• Task to carry out:
Format every line of the material below as a Markdown table with the columns "Row" and "Line," numbering the rows and skipping blank lines. Leave the pictures out.

Dataset excerpt:
#####

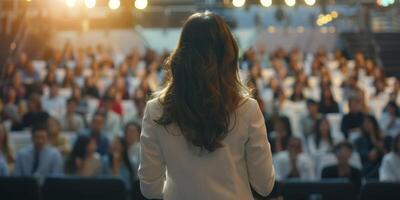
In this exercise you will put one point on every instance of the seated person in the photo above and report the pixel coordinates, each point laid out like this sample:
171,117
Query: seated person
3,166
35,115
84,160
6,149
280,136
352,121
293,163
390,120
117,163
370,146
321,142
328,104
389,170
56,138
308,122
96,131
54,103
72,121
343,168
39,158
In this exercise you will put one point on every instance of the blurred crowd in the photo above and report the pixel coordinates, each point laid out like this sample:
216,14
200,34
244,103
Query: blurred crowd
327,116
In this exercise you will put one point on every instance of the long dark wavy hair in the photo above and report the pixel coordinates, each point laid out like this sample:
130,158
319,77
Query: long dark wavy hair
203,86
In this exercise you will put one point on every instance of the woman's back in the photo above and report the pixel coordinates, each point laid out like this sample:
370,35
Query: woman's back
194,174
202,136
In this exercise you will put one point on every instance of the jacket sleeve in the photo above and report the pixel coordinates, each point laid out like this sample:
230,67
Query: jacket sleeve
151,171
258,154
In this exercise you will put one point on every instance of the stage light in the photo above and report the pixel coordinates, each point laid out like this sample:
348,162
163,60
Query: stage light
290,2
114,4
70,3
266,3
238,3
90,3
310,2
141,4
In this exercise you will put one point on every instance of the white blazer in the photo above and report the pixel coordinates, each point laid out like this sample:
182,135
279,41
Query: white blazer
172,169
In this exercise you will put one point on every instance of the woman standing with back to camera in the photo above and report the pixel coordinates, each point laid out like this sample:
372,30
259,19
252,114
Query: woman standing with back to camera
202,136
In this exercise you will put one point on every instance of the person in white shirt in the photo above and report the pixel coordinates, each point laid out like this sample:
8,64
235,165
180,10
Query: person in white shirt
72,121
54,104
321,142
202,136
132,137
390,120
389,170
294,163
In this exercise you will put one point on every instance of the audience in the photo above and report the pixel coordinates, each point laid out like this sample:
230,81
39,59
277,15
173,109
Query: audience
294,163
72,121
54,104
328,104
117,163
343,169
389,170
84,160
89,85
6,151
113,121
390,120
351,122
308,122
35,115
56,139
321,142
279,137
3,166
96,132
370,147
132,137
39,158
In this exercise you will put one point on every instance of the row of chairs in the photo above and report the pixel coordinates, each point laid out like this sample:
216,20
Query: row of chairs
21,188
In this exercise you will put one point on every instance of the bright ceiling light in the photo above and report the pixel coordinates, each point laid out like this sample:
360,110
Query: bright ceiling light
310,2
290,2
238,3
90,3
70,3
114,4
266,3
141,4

#####

• Expected answer:
| Row | Line |
|---|---|
| 1 | In this exercise you will put one point on every instance of the seated person in the photo above and report the pixel coordinates, each point laid out like this sample: |
| 2 | 171,117 |
| 3 | Query: seated person |
| 4 | 3,166 |
| 5 | 35,115 |
| 6 | 84,160 |
| 7 | 6,149 |
| 8 | 280,136 |
| 9 | 352,121 |
| 10 | 293,163 |
| 11 | 390,120 |
| 12 | 117,163 |
| 13 | 370,146 |
| 14 | 321,142 |
| 15 | 328,104 |
| 16 | 389,170 |
| 17 | 56,138 |
| 18 | 308,122 |
| 19 | 96,131 |
| 20 | 54,103 |
| 21 | 72,121 |
| 22 | 343,168 |
| 23 | 39,158 |
| 24 | In this exercise you will put one point on every instance of the blurred crowd in the photo above and report the pixel coordinates, each point laid out like this sample: |
| 25 | 216,14 |
| 26 | 200,34 |
| 27 | 244,103 |
| 28 | Query: blurred crowd |
| 29 | 327,116 |
| 30 | In this exercise you will put one point on every instance of the long dark wavy hair in the photo above and report the pixel coordinates, each point laid out like this sample: |
| 31 | 130,158 |
| 32 | 319,77 |
| 33 | Query: long dark wavy hair |
| 34 | 203,86 |
| 35 | In this exercise you will put one point on every instance of the woman's back in the photo above and report the pixel coordinates, each point laid out like this sample: |
| 36 | 370,35 |
| 37 | Query: woman's back |
| 38 | 194,174 |
| 39 | 202,136 |
| 40 | In this exercise you will put one point on every instance of the jacket sleeve in the photo above and report the pixel coordinates, each point laid out like this sample: |
| 41 | 230,67 |
| 42 | Query: jacket sleeve |
| 43 | 151,171 |
| 44 | 258,154 |
| 45 | In this exercise you will put one point on every instance of the stage light in the photo above and report the pixel coordinates, each point laid out like this sample: |
| 46 | 348,162 |
| 47 | 163,60 |
| 48 | Query: stage light |
| 49 | 290,2 |
| 50 | 114,4 |
| 51 | 70,3 |
| 52 | 266,3 |
| 53 | 238,3 |
| 54 | 90,3 |
| 55 | 310,2 |
| 56 | 141,4 |
| 57 | In this exercise you will put one point on every instance of the white blazer in the photo above and report the pixel coordinates, each point laid out like this sample: |
| 58 | 182,135 |
| 59 | 279,41 |
| 60 | Query: white blazer |
| 61 | 172,169 |
| 62 | In this exercise you will put one point on every instance of the woman standing with back to camera in the photo above and report the pixel coordinates, each point laid out like this sample: |
| 63 | 372,30 |
| 64 | 259,19 |
| 65 | 252,114 |
| 66 | Query: woman standing with back to camera |
| 67 | 202,136 |
| 68 | In this exercise you will put one point on every instance of the person in white shirt in the photo above and report the pixel coordinates, each point laid out like this sample: |
| 69 | 8,64 |
| 70 | 235,165 |
| 71 | 180,10 |
| 72 | Query: person in white shirt |
| 73 | 72,121 |
| 74 | 54,104 |
| 75 | 321,142 |
| 76 | 202,136 |
| 77 | 132,137 |
| 78 | 390,120 |
| 79 | 389,170 |
| 80 | 294,163 |
| 81 | In this exercise you will put one point on every instance of the audience in the photo above and report the pixel coordinates, each point laid out like this sample: |
| 82 | 230,81 |
| 83 | 39,59 |
| 84 | 277,15 |
| 85 | 173,109 |
| 86 | Query: audience |
| 87 | 294,163 |
| 88 | 72,121 |
| 89 | 54,104 |
| 90 | 328,104 |
| 91 | 117,163 |
| 92 | 343,169 |
| 93 | 389,170 |
| 94 | 84,160 |
| 95 | 89,85 |
| 96 | 6,151 |
| 97 | 113,121 |
| 98 | 390,120 |
| 99 | 351,122 |
| 100 | 308,122 |
| 101 | 35,115 |
| 102 | 56,139 |
| 103 | 321,142 |
| 104 | 279,137 |
| 105 | 3,166 |
| 106 | 96,132 |
| 107 | 370,147 |
| 108 | 132,137 |
| 109 | 39,158 |
| 110 | In this exercise you will put one point on every instance of the row of chairs in the photo above and report the pixel coordinates, each point laid out like this sample: |
| 111 | 216,20 |
| 112 | Query: row of chairs |
| 113 | 21,188 |
| 114 | In this exercise you will put one point on every instance of the bright ceiling light in the photo above and report the pixel coordinates, each point laid out like this sample: |
| 115 | 360,110 |
| 116 | Query: bright ceiling light |
| 117 | 310,2 |
| 118 | 290,2 |
| 119 | 238,3 |
| 120 | 90,3 |
| 121 | 70,3 |
| 122 | 114,4 |
| 123 | 266,3 |
| 124 | 141,4 |